--- START ---

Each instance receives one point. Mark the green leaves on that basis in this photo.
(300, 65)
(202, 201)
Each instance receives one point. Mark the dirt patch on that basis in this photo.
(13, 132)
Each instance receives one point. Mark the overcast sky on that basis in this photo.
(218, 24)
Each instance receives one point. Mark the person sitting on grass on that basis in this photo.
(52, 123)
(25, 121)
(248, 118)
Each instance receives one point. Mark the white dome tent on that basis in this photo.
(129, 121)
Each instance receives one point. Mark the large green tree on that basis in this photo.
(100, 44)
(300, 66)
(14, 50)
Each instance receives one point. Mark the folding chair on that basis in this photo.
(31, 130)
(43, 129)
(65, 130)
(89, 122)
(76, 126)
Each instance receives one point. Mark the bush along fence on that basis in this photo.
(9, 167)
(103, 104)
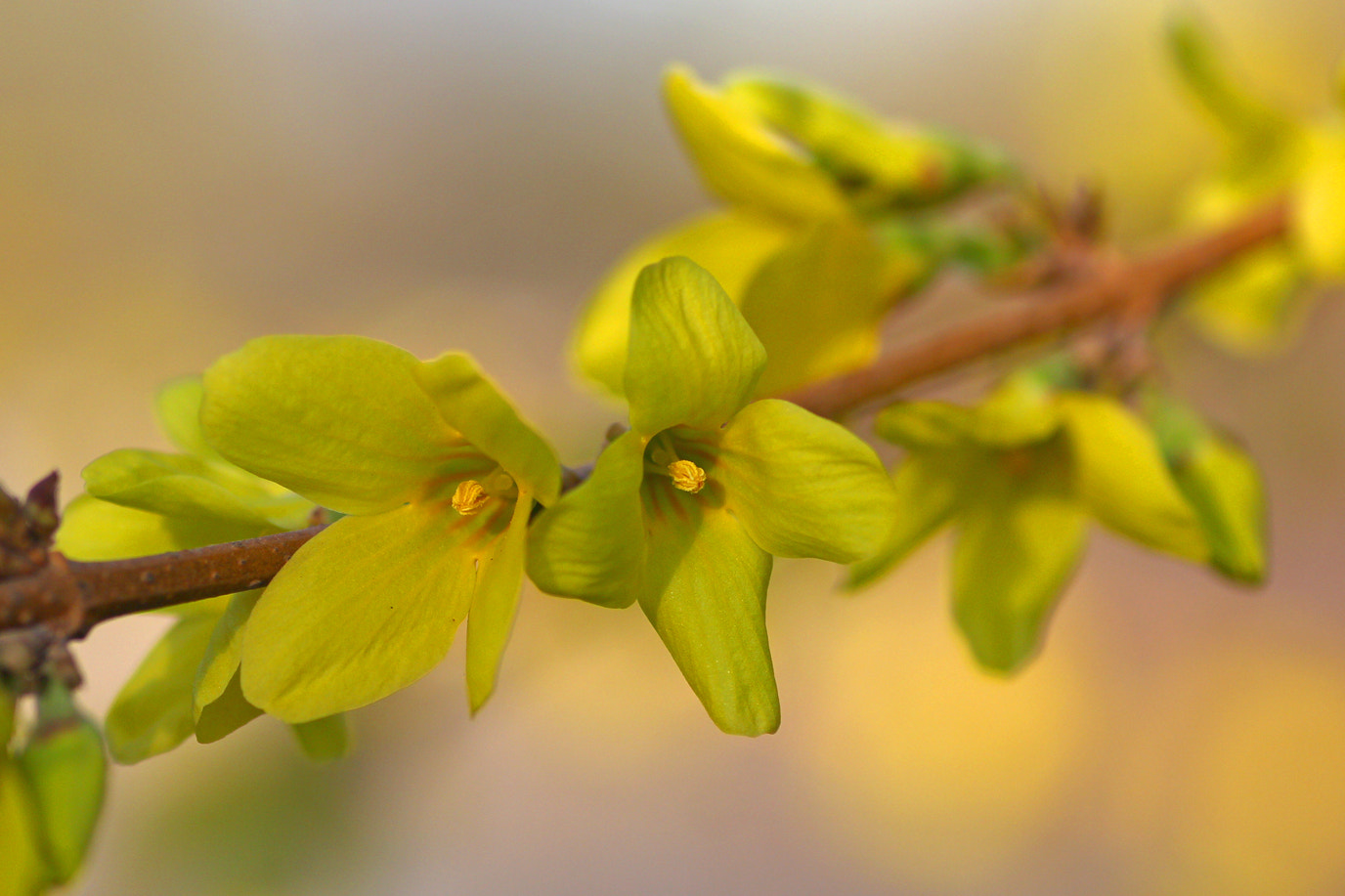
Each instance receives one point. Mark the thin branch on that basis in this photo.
(71, 596)
(1107, 289)
(68, 598)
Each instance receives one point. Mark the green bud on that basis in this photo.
(66, 768)
(23, 868)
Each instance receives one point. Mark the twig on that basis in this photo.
(1106, 291)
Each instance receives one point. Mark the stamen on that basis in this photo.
(468, 498)
(686, 477)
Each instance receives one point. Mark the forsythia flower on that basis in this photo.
(685, 511)
(437, 477)
(149, 502)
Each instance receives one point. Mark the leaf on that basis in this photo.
(1254, 304)
(340, 420)
(323, 739)
(474, 406)
(178, 407)
(740, 160)
(226, 713)
(693, 360)
(880, 166)
(730, 245)
(179, 486)
(23, 868)
(1019, 538)
(219, 662)
(1120, 475)
(1224, 488)
(494, 604)
(803, 486)
(933, 425)
(152, 713)
(590, 543)
(930, 488)
(362, 610)
(704, 588)
(816, 304)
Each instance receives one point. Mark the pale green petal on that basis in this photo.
(728, 243)
(178, 486)
(590, 543)
(1021, 410)
(152, 713)
(1224, 488)
(23, 867)
(1319, 206)
(693, 360)
(1254, 304)
(178, 407)
(1019, 539)
(704, 588)
(93, 529)
(499, 576)
(219, 663)
(803, 486)
(935, 425)
(229, 712)
(474, 406)
(931, 488)
(365, 609)
(323, 739)
(342, 420)
(818, 304)
(741, 160)
(1120, 475)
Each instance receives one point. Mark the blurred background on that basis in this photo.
(176, 178)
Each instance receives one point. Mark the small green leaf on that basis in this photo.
(364, 610)
(226, 713)
(704, 588)
(1224, 488)
(803, 486)
(340, 420)
(816, 304)
(494, 604)
(1244, 118)
(474, 406)
(179, 486)
(1120, 475)
(323, 739)
(880, 166)
(590, 543)
(178, 407)
(730, 245)
(219, 663)
(693, 360)
(930, 488)
(1319, 207)
(1019, 539)
(23, 866)
(740, 160)
(933, 425)
(152, 713)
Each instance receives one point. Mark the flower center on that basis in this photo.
(686, 477)
(469, 496)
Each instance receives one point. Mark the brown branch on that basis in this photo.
(70, 598)
(1107, 289)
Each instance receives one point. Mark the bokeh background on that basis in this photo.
(179, 177)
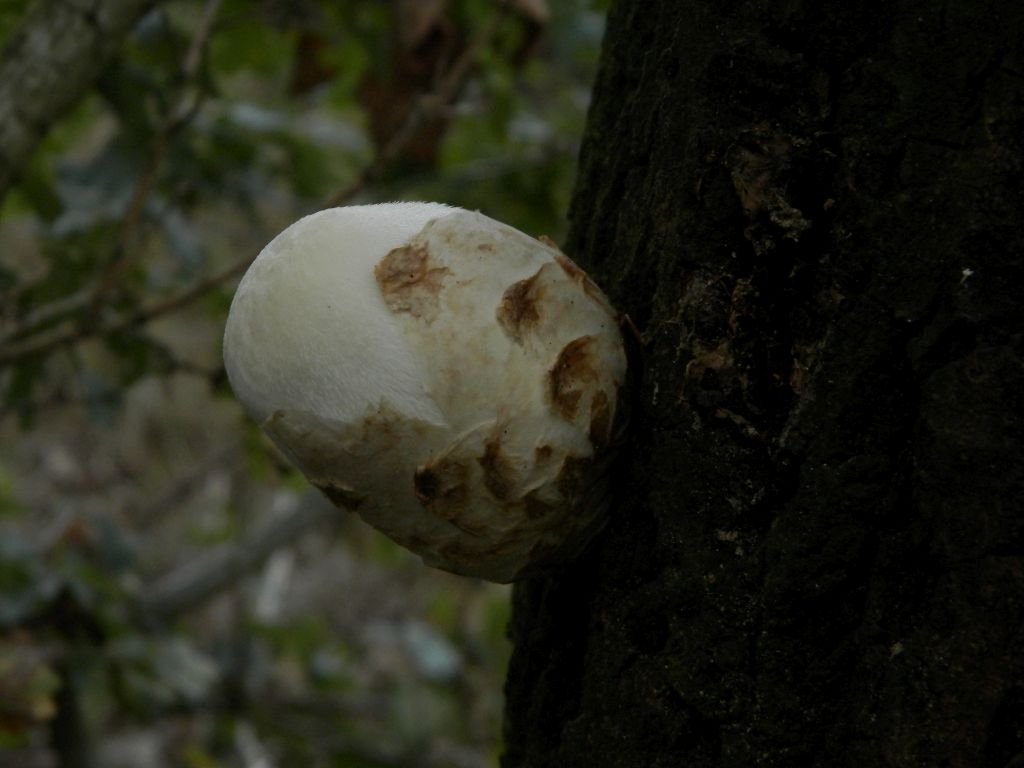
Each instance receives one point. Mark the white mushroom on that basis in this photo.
(453, 380)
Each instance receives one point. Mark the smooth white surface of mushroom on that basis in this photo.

--- END ---

**TASK DESCRIPTION**:
Apart from the images, every line above needs to be printed again exactly.

**ANSWER FOR THE TASK**:
Each instance receives one point. Mark the green leaves on that basis in this photo.
(300, 65)
(202, 201)
Each instance receives one point. Mark the dirt patch on that basis in this photo.
(13, 132)
Each instance receives one point. Mark the overcast sky on that basis in this photo.
(218, 24)
Each instance receives one point. Mark the person sitting on grass on that basis in this photo.
(52, 123)
(25, 121)
(248, 118)
Each instance receives one point. Mark the white dome tent on that basis in this photo.
(129, 121)
Each instance receives one point. Mark the large green tree on that basis in this photo.
(100, 44)
(300, 66)
(14, 50)
Each instance receives one point. Mark the folding chair on that basis in this photo.
(31, 130)
(43, 129)
(65, 130)
(89, 122)
(76, 126)
Each instance receives one point. Mark the bush along fence on that basis in this photo.
(9, 167)
(103, 104)
Each instance receives one point. Mark the thin branch on that basis in this photo.
(71, 596)
(1107, 289)
(68, 598)
Each instance receives one point. Mark the green bud on that basis in this photo.
(66, 768)
(23, 868)
Each instance receives one point. Mark the twig on that basis in this photo.
(1106, 291)
Each instance receives one point. Mark the stamen on that basis in this photo.
(468, 498)
(686, 477)
Each instance receives one point. Mark the forsythia flower on that basis in this photo.
(685, 511)
(437, 477)
(149, 502)
Each instance receives one point. Mark the leaf on that basis in this photo.
(1254, 304)
(340, 420)
(323, 739)
(474, 406)
(178, 407)
(740, 160)
(226, 713)
(693, 360)
(880, 166)
(730, 245)
(179, 486)
(23, 868)
(1019, 538)
(219, 662)
(1120, 475)
(1224, 488)
(494, 604)
(803, 486)
(933, 425)
(152, 713)
(590, 543)
(930, 488)
(362, 610)
(704, 588)
(816, 304)
Each instance receives one point. Mark the pale green petal on that basis in this photo.
(728, 243)
(178, 486)
(590, 543)
(1021, 410)
(152, 713)
(1224, 488)
(23, 867)
(1319, 206)
(693, 360)
(1254, 304)
(178, 407)
(1019, 539)
(704, 588)
(93, 529)
(499, 576)
(219, 663)
(803, 486)
(935, 425)
(229, 712)
(474, 406)
(931, 488)
(365, 609)
(323, 739)
(342, 420)
(818, 304)
(741, 160)
(1120, 475)
Each instance receives one point. Mark the blurred background on that basis in this photo.
(176, 178)
Each instance receives one point. Mark the small green leaf on that basis in this photo.
(364, 610)
(226, 713)
(704, 588)
(1224, 488)
(803, 486)
(340, 420)
(816, 304)
(494, 604)
(1244, 118)
(474, 406)
(179, 486)
(1120, 475)
(323, 739)
(880, 166)
(590, 543)
(178, 407)
(730, 245)
(219, 663)
(693, 360)
(930, 488)
(1319, 207)
(1019, 539)
(23, 866)
(740, 160)
(933, 425)
(152, 713)
Each instance receives one point. Mark the flower center on that basis in this photo.
(686, 477)
(469, 496)
Each instance receives one point. Mark the brown branch on that basis in this photo.
(70, 598)
(1107, 289)
Each instance receives one point. Mark the bokeh background on that basis in this photo.
(179, 177)
Each instance receives one point. Mark the white mushroom on that basis in this photo.
(453, 380)
Each instance receives one point. Mark the smooth white surface of mushroom on that basis in this photo.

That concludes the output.